> _TASK DIRECTIONS_
Can you set out every line of the rows below as a numbered list, skipping blank lines and leaving the pictures out?

> _EXCERPTED RECORDS_
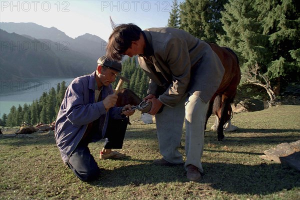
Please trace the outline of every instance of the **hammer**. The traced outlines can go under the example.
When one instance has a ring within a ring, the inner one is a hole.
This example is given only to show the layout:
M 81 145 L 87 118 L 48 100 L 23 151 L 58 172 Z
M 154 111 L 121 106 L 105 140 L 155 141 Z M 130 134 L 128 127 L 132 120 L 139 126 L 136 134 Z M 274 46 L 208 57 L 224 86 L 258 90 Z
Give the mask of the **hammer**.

> _RESPONSE BELOW_
1. Please trace the outline of every instance of the **hammer**. The traced outlines can go under the example.
2. When one instance has a ring within a ring, the inner one is a hole.
3. This example is given only to show the layout:
4. M 81 145 L 87 118 L 48 100 L 23 151 L 58 172 Z
5. M 154 111 L 121 106 L 105 140 L 155 141 Z M 130 134 L 128 127 L 132 120 L 139 126 L 136 134 Z M 274 46 L 208 57 L 224 86 L 258 90 Z
6. Give the mask of the **hammer**.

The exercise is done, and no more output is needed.